What needs to be done:
Give back the entries verbatim.

===== Dataset excerpts =====

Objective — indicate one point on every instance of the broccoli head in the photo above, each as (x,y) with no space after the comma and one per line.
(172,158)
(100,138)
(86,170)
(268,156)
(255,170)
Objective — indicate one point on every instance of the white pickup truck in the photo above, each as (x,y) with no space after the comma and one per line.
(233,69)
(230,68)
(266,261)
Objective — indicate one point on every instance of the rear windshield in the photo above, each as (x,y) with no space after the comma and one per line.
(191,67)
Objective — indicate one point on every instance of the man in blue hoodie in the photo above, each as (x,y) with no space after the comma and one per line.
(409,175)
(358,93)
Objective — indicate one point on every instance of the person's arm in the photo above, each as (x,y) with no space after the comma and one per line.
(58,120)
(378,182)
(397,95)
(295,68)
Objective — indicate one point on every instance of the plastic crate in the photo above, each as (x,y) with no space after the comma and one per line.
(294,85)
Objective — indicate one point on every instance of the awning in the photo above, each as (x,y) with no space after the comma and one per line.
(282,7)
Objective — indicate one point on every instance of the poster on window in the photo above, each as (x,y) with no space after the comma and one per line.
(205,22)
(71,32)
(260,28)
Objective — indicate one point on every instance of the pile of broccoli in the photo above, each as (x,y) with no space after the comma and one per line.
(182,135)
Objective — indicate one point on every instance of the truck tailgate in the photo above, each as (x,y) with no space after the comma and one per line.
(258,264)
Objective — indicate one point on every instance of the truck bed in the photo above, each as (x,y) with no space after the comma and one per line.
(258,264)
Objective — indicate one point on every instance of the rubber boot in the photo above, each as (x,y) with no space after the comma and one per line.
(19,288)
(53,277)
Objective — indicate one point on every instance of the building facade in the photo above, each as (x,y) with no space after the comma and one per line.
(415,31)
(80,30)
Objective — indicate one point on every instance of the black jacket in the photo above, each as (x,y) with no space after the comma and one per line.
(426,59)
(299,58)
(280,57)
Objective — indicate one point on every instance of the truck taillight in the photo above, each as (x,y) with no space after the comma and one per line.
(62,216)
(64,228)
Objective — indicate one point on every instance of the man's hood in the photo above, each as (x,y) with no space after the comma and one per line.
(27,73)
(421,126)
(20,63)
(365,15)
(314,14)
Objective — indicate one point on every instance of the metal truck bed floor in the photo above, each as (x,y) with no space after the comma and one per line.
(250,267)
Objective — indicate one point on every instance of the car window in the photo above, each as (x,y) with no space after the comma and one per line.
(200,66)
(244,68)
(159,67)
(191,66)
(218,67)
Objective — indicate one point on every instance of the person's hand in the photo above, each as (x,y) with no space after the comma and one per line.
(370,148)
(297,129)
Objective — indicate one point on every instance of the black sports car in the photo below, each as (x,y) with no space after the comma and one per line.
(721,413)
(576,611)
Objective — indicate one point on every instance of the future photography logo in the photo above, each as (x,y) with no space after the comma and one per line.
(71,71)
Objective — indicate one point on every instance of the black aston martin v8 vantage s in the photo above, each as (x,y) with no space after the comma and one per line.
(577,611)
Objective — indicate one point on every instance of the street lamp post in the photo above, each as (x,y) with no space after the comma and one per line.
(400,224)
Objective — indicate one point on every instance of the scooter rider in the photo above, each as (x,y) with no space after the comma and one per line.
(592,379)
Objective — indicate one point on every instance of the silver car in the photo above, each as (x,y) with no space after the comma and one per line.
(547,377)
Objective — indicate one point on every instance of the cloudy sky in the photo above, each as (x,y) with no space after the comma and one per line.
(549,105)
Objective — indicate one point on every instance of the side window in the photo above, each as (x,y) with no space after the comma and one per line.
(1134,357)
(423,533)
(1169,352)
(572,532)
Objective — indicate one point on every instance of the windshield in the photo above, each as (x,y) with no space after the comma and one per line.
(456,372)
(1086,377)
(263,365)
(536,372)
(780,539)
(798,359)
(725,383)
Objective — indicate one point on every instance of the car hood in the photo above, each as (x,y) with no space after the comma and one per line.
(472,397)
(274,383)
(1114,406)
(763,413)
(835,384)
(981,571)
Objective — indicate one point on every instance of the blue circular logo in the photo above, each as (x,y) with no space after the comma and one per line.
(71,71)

=====

Expected answer:
Objective — indicate one point on every instance of the broccoli head in the photo above, each as (x,y) with no space after the comma and one per line.
(172,158)
(100,138)
(86,170)
(268,156)
(255,170)
Objective — indicate one point on every instance of the white pickup truck in the photo above, each as (x,y) with no space after the comma and one per line.
(233,69)
(230,68)
(266,261)
Objective — indicate one point on every instance of the rear windshield in the photo above, each as (x,y) with no space after the comma and one per line.
(191,67)
Objective — indicate one point on every instance of the man in blue hoodie in the photo above, each as (x,y) with no space after the comma and one per line.
(409,175)
(358,93)
Objective — indicate one point on every instance of the person's arm in the photo above, each as (x,y) with no space after the comma and one per line.
(58,120)
(378,182)
(397,95)
(295,68)
Objective — indicate one point on every instance of the plastic crate in the photo above, each as (x,y) with no space after the comma and one per line.
(294,85)
Objective — indicate one point on every instance of the awning in the photo above, each as (x,y) with no space after the comma and one per line.
(282,7)
Objective — indicate one point on every instance of the poster on window in the photo above, each as (x,y) with no space after the comma and one per line.
(205,22)
(71,32)
(260,28)
Objective — indicate one point on every instance of the pile of broccoli in the photo above, each as (x,y) with no space after the comma and one per line.
(182,135)
Objective — indicate one point on every instance of the truck tailgate in the photo above, each as (x,y) with no space after the comma and one per line.
(258,264)
Objective — indicate one point on every instance of the truck bed in the photo above, each as (x,y) with no space after the comma and one per line.
(258,264)
Objective — indicate one point on every instance of the rubber boot in the photo above, each as (x,y) with no space after the comma and one per line.
(19,288)
(53,277)
Objective — indicate one point on every instance of the building facade in the photo above, each as (x,y) with no space after the comma and one per line.
(415,31)
(80,30)
Objective — indicate one point on every instance of the black jacket in the photo above, each as (x,y) with no space after the comma and one per line.
(426,59)
(299,58)
(280,57)
Objective — indicate one point on every instance of the truck taillight in the photo above, each as (x,y) with no space after the comma and one per line.
(62,216)
(64,228)
Objective — indicate one point on every instance of the man's hood in the photo above, each as (x,y) with no space after the comma and one per line.
(27,73)
(421,126)
(20,63)
(365,15)
(314,14)
Objective — indicate one point on every instance of the metal truck bed floor in the photo above, each as (x,y) with no space after the comma and one per line.
(250,267)
Objective — indicate one point on every instance of the car window in the photo above, each as (x,y) with no space after the comma and one per line.
(200,66)
(244,68)
(159,67)
(191,66)
(218,67)
Objective — indicate one point on every instance of the person's hand in the photo above, each as (x,y) with no space after the comma and one per line.
(370,148)
(297,129)
Objective — indicate one point on every instance of the black sports car in the photo below, each as (x,y) with no space after the comma and one per line.
(721,413)
(576,611)
Objective — indicate one point on every instance of the future photography logo in the photo above, each as (x,y) with no space after the comma and one per line.
(71,71)
Objective — indicate one point on every instance of the black aston martin v8 vantage s in the photo above, each as (x,y) with no space after the comma and one per line.
(577,611)
Objective — indicate one point on every instance of the street lamp post in the photo above, each as (x,y) with no space after the comma and one per line.
(400,224)
Objective — indicate one point on every instance of the scooter rider in the photo above, each as (x,y) with no space after the comma and one per line.
(592,379)
Objective — indicate one point on every instance of the silver car in the photo above, each as (x,y) with no space after the comma and one per line.
(547,377)
Objective — indicate one point on every instance of the cloudy sky in the photo above, each as (x,y) with no space after the comma and one per line.
(549,105)
Objective — indicate one point on every instance of the side window in the photo above, each as (x,y) with no space after the comma and one per line.
(1134,357)
(423,533)
(1169,352)
(572,532)
Objective — indicate one point on every instance of the windshield in the photo above, each as (x,y) with no space after the comma and one per line.
(456,372)
(1086,377)
(263,365)
(536,372)
(780,539)
(798,359)
(725,383)
Objective — indicate one point on every instance of the car hood in the photo above, each as (x,y) with no space after the comma and one per line.
(472,397)
(274,383)
(1114,406)
(763,413)
(835,384)
(981,571)
Objective — indicate one point on every instance of the blue circular logo in the photo above, each as (x,y) with no space after the comma and one per line.
(71,71)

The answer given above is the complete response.